**DATASET ENTRIES:**
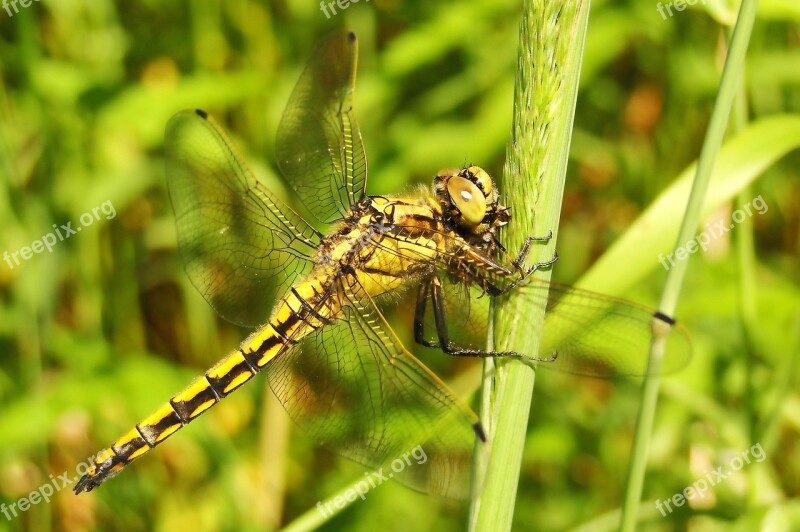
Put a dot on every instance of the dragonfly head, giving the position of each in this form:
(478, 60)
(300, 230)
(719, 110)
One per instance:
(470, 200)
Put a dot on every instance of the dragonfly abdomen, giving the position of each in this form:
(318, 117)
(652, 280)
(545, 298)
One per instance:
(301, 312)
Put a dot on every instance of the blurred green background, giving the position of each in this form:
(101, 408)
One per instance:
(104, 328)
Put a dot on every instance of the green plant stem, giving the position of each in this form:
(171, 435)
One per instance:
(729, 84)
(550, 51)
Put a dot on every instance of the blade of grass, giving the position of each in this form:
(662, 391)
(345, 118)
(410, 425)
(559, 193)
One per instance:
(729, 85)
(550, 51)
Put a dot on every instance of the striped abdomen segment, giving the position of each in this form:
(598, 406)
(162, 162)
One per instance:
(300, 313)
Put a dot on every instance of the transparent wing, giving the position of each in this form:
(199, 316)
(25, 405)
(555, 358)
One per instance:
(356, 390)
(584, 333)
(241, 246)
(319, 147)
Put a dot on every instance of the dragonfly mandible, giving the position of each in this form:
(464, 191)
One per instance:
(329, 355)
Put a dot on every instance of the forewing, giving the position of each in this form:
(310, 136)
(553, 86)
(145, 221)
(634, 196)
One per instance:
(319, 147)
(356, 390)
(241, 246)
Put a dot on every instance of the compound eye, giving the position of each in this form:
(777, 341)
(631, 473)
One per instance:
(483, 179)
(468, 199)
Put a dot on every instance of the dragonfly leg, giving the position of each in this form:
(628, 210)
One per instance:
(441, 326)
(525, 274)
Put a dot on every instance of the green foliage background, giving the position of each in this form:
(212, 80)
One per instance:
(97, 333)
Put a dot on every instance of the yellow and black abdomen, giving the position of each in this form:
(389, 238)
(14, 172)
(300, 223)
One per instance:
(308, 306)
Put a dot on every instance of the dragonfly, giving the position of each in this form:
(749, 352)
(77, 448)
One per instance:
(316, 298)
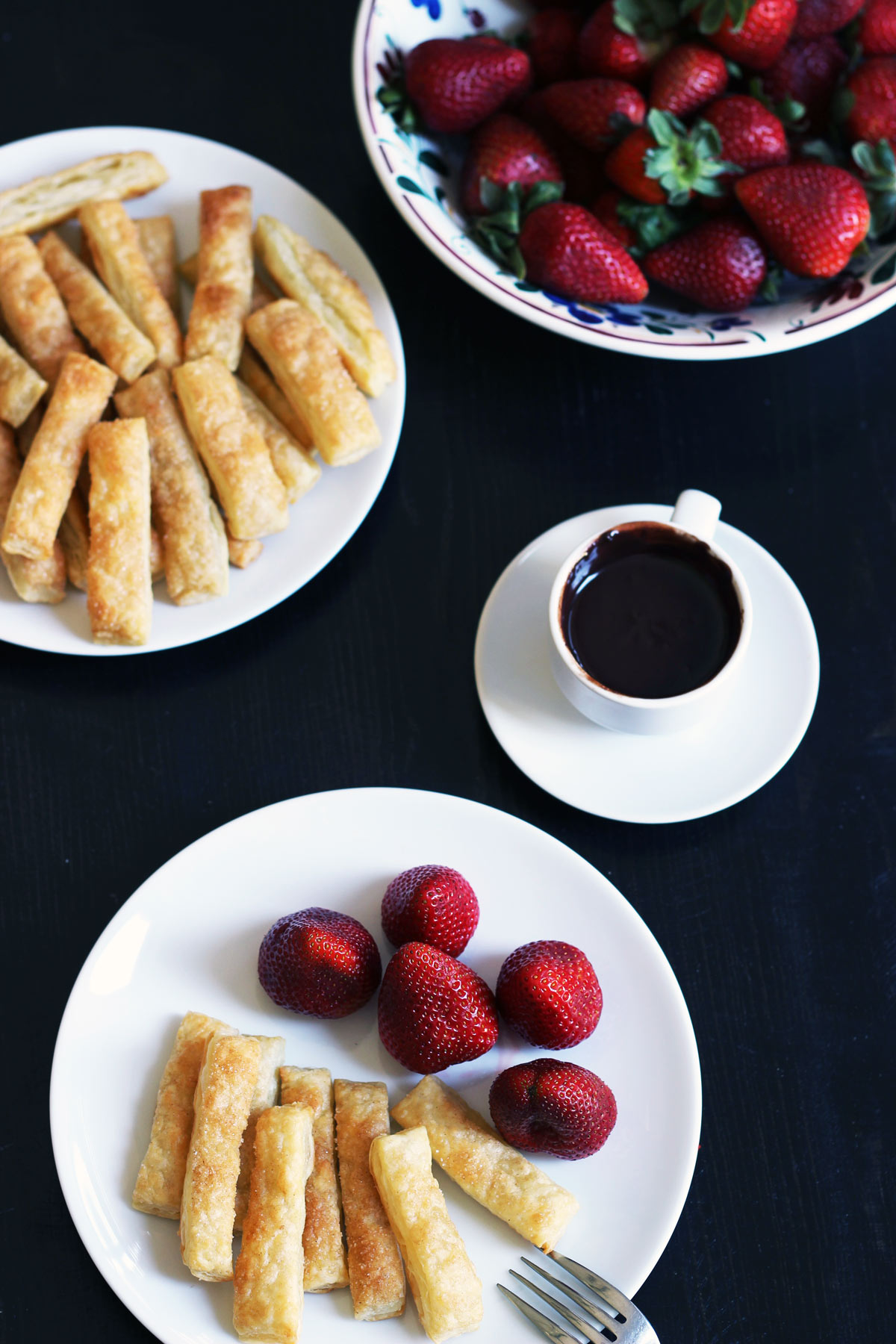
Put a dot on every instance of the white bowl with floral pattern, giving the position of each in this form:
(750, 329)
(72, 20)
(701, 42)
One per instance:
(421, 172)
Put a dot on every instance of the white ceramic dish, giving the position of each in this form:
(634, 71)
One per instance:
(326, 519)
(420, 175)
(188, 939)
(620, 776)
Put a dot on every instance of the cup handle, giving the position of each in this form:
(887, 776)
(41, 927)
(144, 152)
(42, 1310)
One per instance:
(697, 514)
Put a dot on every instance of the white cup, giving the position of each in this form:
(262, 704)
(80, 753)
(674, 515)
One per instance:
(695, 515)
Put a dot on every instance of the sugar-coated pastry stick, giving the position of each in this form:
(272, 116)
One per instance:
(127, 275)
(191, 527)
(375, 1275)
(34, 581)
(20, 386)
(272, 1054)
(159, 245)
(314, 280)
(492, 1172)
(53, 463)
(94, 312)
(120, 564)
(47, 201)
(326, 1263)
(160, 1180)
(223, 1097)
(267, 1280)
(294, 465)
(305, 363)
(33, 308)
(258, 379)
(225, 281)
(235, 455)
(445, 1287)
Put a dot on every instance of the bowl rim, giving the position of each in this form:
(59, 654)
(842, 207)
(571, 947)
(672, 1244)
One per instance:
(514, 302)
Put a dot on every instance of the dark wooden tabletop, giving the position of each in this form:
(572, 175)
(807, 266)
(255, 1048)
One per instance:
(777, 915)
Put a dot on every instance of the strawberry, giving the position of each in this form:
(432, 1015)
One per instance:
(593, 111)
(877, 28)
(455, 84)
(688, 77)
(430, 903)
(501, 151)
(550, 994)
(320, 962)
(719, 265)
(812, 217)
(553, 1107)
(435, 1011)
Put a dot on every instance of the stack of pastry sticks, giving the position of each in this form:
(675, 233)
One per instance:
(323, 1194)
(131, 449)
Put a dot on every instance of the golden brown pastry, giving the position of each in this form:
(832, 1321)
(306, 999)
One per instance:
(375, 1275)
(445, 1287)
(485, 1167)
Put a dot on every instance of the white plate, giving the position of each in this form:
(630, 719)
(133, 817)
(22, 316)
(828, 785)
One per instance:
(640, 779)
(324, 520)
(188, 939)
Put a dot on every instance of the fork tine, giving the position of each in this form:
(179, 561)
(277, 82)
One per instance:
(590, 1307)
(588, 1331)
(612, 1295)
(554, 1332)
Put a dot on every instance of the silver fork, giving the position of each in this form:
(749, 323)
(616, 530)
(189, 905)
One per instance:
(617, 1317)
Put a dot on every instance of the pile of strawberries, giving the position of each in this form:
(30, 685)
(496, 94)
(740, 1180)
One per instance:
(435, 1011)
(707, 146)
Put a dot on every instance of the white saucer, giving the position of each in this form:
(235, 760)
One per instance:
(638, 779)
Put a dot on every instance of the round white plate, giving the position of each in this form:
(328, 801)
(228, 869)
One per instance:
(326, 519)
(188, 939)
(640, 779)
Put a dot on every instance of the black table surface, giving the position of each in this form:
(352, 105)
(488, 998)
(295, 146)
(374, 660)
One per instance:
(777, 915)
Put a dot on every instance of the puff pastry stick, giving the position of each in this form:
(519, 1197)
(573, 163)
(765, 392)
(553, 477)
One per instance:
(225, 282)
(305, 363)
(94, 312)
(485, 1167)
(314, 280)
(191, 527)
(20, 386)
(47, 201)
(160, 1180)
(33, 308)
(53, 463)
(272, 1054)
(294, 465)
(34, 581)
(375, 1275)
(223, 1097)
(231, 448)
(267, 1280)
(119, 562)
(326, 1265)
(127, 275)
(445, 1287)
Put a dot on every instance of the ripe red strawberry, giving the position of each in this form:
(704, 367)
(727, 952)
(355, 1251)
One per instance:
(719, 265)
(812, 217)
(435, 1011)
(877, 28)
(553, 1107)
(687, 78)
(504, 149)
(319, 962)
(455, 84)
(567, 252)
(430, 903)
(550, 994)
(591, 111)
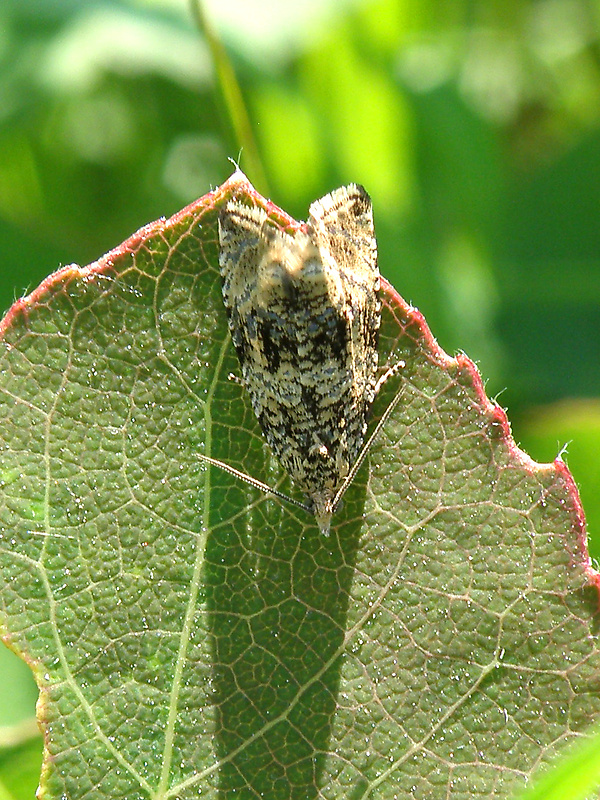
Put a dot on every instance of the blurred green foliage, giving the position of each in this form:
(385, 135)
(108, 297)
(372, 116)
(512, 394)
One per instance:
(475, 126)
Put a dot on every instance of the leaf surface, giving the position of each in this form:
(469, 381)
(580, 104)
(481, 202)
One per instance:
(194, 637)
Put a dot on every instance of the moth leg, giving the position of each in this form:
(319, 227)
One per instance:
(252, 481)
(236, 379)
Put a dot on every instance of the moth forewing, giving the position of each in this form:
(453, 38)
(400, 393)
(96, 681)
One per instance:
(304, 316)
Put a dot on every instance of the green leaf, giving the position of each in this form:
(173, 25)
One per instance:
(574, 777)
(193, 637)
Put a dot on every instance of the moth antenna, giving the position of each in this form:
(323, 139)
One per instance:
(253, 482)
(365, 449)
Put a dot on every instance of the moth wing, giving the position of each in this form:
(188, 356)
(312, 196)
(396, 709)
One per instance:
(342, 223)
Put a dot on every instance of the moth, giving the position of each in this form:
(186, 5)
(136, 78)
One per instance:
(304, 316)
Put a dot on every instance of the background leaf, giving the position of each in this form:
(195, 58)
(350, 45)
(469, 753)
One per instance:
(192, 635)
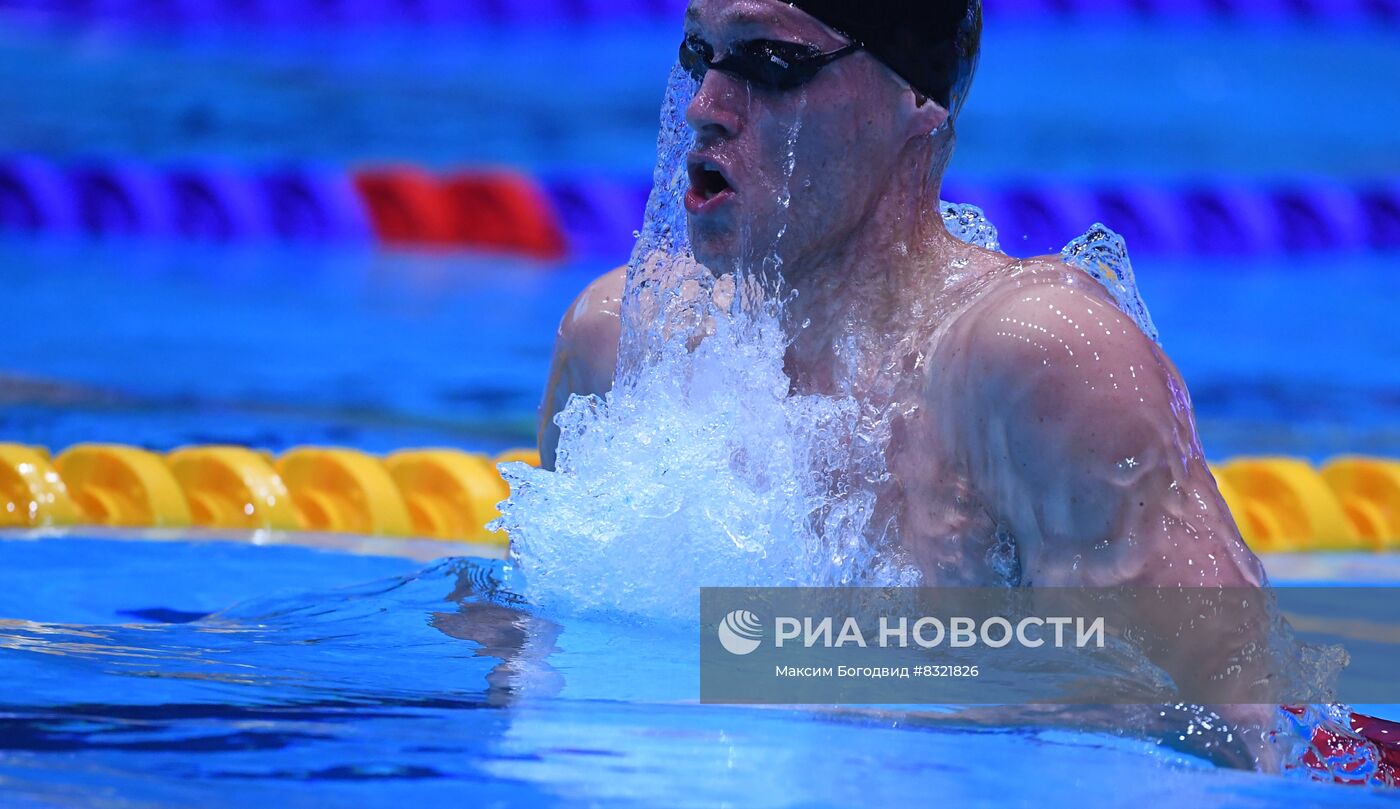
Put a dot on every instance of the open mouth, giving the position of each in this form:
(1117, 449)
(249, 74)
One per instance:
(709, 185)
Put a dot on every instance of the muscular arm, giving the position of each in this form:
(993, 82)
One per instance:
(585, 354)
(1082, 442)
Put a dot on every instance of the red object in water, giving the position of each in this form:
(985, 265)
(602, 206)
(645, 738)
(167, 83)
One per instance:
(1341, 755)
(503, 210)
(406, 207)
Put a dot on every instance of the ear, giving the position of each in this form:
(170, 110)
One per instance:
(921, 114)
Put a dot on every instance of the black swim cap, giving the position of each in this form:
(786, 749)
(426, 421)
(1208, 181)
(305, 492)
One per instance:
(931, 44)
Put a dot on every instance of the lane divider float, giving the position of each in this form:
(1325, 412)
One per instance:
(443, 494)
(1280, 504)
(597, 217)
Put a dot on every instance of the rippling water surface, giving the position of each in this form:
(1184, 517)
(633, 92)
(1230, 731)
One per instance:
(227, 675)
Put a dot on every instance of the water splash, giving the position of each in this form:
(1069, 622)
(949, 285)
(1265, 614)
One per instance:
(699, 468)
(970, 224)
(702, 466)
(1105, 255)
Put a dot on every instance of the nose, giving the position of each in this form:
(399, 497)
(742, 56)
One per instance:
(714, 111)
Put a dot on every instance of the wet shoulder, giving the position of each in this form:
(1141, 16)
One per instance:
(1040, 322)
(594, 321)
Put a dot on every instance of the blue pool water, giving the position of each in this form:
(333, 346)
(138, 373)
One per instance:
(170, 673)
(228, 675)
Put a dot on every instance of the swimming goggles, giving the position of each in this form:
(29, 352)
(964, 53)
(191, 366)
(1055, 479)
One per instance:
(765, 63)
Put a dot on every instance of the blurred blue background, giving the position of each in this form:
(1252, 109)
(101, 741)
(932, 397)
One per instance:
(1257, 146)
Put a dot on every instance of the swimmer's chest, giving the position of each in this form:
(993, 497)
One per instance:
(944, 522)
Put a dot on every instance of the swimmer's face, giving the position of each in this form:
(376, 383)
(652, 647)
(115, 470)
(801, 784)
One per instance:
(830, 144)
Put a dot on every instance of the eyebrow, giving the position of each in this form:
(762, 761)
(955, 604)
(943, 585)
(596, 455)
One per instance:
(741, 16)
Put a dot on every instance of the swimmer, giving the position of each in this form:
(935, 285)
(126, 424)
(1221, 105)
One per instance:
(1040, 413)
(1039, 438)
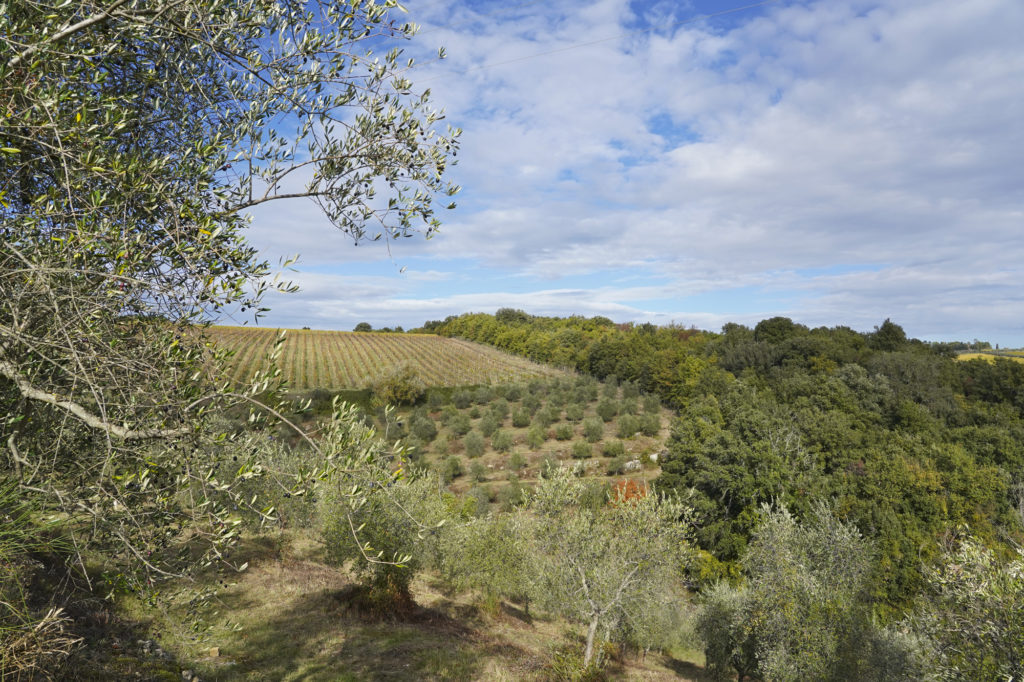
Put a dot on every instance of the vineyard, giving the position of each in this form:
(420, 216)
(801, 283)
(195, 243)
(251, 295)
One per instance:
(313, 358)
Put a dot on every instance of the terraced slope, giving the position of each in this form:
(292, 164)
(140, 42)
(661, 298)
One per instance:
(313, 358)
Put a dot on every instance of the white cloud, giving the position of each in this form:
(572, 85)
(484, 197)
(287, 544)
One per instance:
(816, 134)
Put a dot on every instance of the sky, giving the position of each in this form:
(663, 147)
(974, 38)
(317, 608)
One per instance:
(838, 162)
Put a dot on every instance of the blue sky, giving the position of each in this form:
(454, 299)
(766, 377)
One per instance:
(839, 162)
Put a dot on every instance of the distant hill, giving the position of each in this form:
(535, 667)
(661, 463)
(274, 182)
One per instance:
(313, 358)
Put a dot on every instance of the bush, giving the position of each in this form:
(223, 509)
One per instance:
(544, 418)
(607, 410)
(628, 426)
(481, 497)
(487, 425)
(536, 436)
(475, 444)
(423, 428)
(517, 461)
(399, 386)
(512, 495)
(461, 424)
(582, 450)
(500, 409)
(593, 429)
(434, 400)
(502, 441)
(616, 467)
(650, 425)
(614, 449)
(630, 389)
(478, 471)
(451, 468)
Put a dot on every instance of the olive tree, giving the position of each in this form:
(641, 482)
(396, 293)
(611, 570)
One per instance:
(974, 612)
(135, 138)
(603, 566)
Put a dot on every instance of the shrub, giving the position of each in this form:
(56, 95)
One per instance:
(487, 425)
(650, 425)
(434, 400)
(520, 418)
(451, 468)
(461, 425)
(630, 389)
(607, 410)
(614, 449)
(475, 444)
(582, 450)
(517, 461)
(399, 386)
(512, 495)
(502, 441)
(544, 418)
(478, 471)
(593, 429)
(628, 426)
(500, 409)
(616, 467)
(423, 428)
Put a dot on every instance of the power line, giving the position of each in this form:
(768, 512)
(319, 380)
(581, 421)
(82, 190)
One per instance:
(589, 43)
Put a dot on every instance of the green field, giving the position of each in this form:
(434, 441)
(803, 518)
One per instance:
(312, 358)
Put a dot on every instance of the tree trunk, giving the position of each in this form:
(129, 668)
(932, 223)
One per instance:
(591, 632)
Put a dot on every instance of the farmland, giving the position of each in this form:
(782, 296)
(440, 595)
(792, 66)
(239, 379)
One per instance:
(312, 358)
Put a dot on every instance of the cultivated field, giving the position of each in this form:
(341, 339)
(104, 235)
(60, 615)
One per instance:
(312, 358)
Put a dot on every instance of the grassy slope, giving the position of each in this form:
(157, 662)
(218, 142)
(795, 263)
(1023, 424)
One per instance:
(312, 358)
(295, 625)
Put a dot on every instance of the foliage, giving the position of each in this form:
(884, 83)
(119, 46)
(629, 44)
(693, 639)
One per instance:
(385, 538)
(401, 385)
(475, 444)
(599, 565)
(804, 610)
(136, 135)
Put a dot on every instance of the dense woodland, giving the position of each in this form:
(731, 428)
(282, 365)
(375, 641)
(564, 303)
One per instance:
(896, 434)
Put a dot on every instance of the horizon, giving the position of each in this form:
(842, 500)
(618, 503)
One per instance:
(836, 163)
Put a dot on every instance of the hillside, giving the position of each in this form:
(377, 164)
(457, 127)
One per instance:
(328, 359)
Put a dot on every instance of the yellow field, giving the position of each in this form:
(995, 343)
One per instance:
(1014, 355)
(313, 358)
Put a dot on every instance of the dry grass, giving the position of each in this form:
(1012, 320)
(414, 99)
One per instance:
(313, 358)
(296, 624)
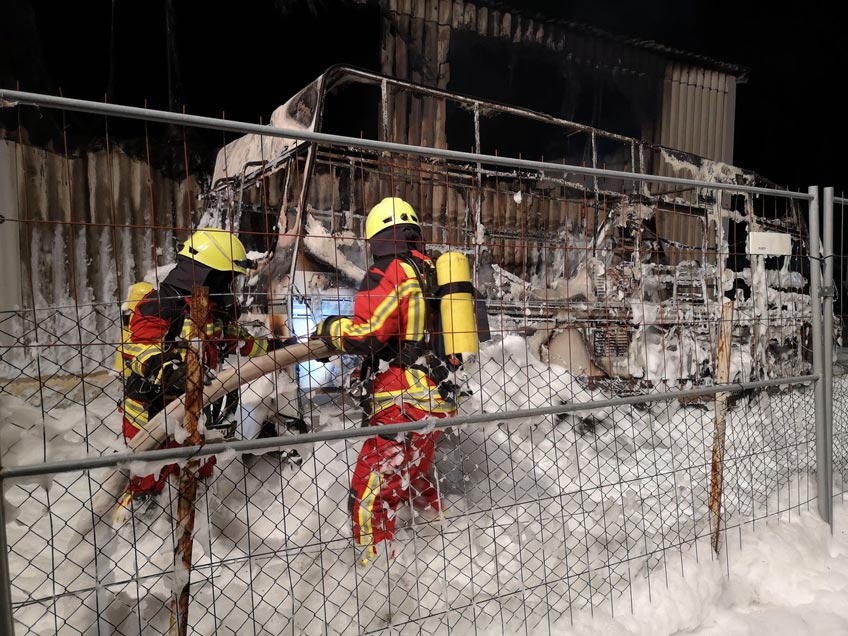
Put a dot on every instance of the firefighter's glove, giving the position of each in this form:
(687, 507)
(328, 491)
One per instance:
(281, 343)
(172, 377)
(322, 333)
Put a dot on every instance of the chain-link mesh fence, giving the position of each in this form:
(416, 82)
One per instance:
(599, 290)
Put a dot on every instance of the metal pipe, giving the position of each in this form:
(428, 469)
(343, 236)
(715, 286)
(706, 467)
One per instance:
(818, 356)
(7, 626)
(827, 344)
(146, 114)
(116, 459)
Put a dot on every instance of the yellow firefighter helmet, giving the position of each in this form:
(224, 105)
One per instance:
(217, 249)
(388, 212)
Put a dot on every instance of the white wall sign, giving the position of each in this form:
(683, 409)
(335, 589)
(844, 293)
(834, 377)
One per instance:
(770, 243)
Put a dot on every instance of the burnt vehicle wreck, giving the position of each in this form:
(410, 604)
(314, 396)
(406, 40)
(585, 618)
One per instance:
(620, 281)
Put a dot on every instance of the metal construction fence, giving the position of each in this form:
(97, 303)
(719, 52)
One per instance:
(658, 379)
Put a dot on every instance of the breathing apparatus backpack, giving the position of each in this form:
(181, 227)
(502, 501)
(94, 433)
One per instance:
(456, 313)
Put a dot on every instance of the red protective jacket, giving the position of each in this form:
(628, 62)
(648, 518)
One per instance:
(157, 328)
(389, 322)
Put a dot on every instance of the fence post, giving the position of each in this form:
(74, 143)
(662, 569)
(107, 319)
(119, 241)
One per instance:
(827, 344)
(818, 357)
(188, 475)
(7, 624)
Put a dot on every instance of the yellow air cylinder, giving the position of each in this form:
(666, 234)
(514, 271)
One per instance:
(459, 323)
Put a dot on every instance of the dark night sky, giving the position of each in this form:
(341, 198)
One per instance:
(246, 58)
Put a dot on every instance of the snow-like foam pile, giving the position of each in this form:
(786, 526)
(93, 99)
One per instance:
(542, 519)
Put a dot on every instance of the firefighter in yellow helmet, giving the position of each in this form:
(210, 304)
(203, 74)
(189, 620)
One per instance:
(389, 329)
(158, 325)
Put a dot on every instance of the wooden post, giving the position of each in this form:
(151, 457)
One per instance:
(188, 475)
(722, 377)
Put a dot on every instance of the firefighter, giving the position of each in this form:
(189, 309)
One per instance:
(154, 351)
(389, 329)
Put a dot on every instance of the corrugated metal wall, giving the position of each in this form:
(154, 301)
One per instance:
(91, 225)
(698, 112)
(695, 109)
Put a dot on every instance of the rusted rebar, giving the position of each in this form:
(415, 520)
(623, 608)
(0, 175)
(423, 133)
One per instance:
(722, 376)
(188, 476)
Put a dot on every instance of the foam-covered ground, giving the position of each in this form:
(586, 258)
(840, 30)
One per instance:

**OBJECTIVE:** Copy the entries word for word, from the line holding "Put a dot on every instance of the rusted" through the end, inclusive.

**WRITTEN REPLY:**
Put a dot on every instance of the rusted rebar, giving the position of each in this form:
(415, 520)
(623, 608)
(0, 175)
(423, 133)
One per instance:
(722, 376)
(188, 476)
Put a dot on every instance of the foam-covered ground, giving the position of each in this form:
(586, 258)
(840, 30)
One per instance:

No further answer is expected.